» **Task directions**: Check the material that follows and say how many lines include the string "below", giving the number alone.

» **Recorded data**:
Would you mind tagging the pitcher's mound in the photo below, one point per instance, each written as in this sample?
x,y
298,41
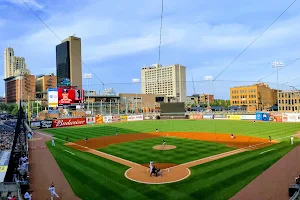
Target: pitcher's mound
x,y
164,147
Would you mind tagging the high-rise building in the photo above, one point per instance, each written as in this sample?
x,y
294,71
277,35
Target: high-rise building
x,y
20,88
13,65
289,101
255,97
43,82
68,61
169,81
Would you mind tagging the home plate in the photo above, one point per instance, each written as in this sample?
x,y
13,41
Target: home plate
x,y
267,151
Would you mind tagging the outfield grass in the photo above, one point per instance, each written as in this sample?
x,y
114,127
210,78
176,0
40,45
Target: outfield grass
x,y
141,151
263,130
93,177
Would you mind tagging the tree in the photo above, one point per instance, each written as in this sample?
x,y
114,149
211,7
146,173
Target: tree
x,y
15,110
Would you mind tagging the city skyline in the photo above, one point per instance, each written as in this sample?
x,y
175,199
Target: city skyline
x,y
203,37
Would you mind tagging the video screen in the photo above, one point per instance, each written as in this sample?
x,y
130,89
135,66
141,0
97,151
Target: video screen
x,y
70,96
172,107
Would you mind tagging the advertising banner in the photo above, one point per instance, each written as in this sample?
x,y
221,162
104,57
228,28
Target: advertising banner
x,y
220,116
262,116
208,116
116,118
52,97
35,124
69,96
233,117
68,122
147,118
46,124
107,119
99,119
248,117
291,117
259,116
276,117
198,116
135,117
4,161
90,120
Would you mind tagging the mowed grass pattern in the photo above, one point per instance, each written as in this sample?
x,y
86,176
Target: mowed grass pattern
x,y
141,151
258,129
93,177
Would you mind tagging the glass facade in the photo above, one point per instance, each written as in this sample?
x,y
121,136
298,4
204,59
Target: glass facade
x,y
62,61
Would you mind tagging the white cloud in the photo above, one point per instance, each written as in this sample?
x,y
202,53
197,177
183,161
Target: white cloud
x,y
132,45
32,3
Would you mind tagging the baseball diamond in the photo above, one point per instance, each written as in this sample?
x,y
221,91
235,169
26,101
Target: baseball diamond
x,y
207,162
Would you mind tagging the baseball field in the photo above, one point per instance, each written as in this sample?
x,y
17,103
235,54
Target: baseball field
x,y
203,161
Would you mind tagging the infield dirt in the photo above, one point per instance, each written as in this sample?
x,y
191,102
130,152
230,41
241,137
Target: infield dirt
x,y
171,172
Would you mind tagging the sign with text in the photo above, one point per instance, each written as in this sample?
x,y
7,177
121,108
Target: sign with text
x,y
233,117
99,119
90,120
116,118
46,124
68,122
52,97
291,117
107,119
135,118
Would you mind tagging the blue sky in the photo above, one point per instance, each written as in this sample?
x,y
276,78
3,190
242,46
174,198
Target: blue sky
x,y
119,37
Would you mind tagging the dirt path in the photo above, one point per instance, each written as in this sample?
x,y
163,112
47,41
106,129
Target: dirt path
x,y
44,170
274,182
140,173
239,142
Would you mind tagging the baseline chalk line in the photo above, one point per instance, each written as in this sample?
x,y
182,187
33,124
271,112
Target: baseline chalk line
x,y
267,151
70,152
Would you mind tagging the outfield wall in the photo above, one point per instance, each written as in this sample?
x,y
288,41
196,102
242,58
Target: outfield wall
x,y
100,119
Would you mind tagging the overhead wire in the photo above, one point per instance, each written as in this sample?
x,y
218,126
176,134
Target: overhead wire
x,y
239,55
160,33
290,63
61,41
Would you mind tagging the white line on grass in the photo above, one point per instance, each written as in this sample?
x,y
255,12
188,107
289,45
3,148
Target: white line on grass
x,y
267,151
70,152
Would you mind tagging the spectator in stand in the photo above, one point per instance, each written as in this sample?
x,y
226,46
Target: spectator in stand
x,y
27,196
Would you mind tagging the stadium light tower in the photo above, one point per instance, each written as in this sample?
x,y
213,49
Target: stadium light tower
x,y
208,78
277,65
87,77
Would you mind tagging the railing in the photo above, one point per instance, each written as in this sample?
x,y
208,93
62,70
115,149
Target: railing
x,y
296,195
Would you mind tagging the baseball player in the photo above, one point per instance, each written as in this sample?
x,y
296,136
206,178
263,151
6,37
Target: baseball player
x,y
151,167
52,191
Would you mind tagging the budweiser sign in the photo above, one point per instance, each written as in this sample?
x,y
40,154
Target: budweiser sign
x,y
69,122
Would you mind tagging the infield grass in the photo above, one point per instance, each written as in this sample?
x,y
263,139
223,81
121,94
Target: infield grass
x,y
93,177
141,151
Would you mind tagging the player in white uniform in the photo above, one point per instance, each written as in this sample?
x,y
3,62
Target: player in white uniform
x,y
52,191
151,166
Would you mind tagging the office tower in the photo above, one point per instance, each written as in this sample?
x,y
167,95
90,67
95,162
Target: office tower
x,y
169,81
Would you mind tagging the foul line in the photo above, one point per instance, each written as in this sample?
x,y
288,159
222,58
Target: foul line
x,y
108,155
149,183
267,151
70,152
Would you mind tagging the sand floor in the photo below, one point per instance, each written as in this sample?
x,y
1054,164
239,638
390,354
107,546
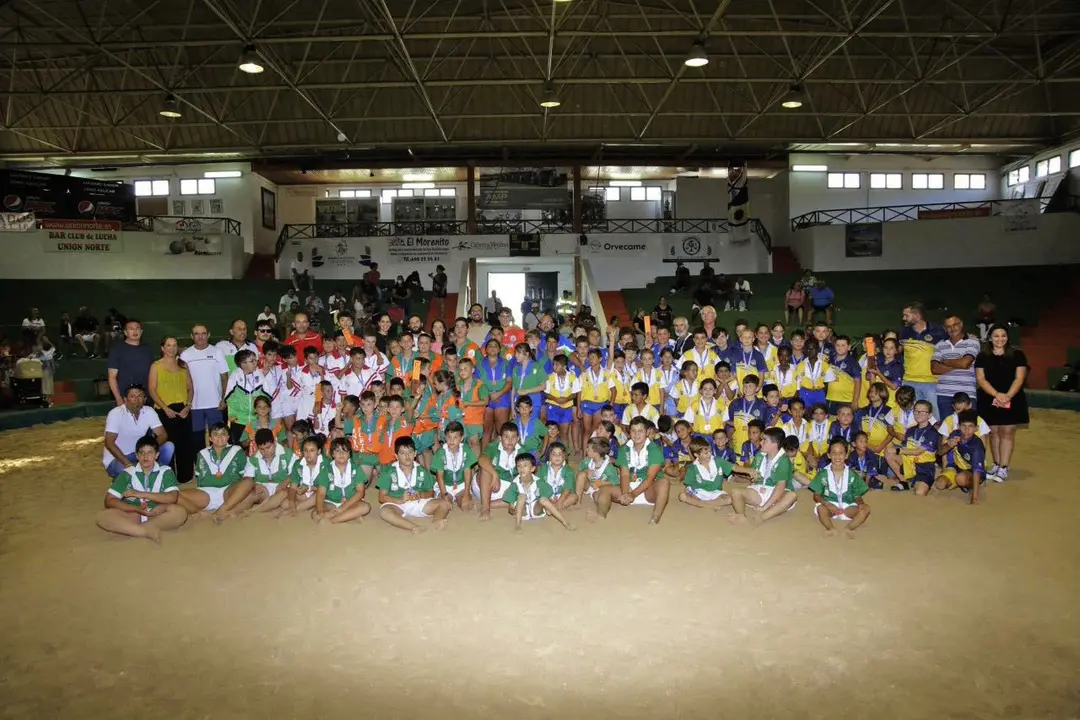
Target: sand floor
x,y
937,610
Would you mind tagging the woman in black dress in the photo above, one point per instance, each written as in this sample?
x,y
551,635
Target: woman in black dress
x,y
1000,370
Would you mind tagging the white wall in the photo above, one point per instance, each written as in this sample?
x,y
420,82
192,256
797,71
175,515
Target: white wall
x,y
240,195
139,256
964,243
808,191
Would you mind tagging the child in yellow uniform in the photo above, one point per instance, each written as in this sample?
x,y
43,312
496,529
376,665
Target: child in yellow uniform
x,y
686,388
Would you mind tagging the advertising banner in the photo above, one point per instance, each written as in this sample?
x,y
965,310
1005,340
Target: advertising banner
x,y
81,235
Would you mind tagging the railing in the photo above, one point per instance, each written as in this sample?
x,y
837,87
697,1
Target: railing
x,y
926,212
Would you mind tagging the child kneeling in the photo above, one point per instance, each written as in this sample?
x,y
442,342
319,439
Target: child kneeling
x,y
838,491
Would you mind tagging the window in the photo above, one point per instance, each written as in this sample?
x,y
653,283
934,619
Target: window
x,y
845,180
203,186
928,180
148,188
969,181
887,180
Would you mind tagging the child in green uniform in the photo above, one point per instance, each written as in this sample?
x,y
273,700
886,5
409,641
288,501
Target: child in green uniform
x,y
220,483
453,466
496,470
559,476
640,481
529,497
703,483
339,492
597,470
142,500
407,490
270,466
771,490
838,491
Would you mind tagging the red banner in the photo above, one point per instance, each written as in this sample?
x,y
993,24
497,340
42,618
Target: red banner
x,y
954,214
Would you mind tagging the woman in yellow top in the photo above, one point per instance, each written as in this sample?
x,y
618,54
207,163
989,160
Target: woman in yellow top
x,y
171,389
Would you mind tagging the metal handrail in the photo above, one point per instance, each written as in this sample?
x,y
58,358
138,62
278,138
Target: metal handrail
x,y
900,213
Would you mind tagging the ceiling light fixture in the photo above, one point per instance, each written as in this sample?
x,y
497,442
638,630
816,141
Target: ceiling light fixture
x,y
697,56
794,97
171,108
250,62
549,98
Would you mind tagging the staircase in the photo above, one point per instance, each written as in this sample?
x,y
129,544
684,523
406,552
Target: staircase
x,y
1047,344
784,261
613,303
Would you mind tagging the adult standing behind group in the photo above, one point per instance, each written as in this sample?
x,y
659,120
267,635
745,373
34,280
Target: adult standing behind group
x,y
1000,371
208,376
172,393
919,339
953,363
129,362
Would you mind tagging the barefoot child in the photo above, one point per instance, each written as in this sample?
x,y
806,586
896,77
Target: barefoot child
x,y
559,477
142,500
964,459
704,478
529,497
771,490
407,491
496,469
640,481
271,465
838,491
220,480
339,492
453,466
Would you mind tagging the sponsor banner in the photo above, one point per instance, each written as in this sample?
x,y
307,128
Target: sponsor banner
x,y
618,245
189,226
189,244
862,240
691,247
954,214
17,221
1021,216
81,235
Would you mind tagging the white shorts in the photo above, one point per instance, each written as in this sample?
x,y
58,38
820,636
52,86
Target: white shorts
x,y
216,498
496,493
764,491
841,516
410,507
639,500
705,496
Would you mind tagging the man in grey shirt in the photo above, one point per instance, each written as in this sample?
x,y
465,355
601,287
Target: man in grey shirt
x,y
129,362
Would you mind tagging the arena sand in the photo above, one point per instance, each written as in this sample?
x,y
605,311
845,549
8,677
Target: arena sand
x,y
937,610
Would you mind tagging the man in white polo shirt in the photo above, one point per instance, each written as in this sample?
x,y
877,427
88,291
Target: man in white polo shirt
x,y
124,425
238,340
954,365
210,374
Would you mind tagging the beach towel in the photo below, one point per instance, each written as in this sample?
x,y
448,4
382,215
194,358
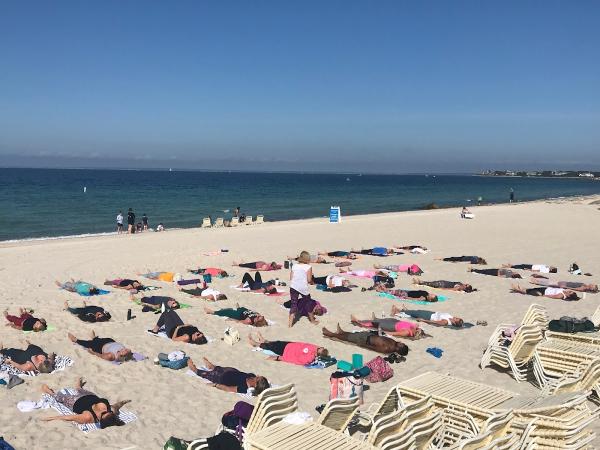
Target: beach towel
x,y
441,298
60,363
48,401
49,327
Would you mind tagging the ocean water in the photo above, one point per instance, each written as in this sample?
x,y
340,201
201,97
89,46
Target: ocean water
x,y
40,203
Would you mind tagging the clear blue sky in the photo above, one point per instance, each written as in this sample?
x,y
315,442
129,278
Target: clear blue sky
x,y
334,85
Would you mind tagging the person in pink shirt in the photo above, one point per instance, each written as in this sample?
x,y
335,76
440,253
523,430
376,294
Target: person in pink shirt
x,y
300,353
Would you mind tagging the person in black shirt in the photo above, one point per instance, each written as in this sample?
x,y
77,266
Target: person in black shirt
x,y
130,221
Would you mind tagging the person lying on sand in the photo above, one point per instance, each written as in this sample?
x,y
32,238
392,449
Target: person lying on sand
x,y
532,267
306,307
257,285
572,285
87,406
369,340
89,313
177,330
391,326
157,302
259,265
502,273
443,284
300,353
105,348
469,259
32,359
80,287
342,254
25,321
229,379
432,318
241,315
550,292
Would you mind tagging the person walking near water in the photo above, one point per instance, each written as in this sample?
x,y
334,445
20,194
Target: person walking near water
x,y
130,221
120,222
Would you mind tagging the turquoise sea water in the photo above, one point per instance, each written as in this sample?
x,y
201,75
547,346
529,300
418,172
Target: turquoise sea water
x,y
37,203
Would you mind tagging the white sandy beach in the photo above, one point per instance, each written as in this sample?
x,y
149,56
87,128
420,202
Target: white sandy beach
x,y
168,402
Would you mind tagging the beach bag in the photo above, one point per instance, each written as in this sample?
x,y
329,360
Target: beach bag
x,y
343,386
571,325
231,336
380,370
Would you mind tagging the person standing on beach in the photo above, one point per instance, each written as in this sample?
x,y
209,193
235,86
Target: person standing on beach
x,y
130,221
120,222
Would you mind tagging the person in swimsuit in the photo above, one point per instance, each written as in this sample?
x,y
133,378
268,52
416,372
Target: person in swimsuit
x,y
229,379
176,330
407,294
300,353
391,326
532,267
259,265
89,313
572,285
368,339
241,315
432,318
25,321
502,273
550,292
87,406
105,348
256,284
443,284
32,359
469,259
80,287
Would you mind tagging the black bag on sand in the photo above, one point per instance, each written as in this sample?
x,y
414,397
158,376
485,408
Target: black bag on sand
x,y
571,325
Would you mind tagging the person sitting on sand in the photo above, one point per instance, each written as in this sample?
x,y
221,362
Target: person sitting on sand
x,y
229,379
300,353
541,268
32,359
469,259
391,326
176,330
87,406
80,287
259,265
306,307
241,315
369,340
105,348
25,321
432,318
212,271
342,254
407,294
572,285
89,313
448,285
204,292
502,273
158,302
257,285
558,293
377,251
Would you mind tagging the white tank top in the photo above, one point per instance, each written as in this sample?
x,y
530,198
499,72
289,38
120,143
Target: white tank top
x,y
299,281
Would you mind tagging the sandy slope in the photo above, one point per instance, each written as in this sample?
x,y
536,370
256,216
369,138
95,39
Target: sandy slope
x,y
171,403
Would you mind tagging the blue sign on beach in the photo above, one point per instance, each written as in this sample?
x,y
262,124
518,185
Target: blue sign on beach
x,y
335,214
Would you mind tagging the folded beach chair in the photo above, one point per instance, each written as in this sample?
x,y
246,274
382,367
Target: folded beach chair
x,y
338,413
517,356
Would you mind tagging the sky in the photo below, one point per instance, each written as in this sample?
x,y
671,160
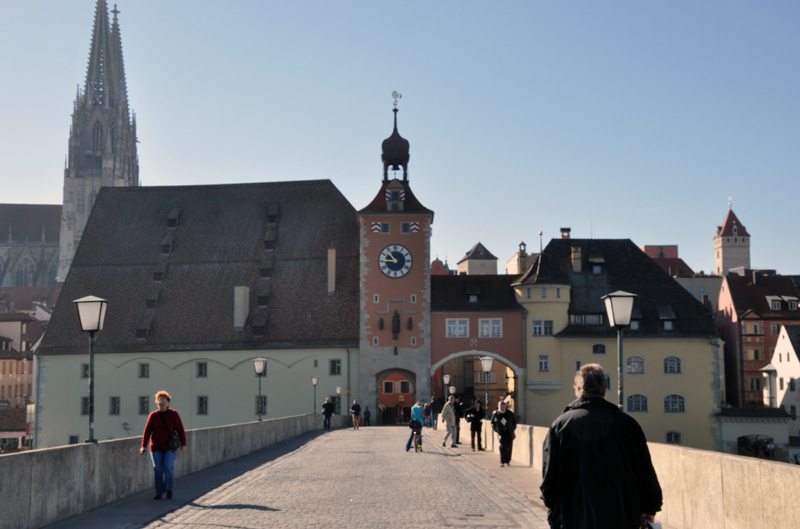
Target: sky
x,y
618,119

» **Task response**: 4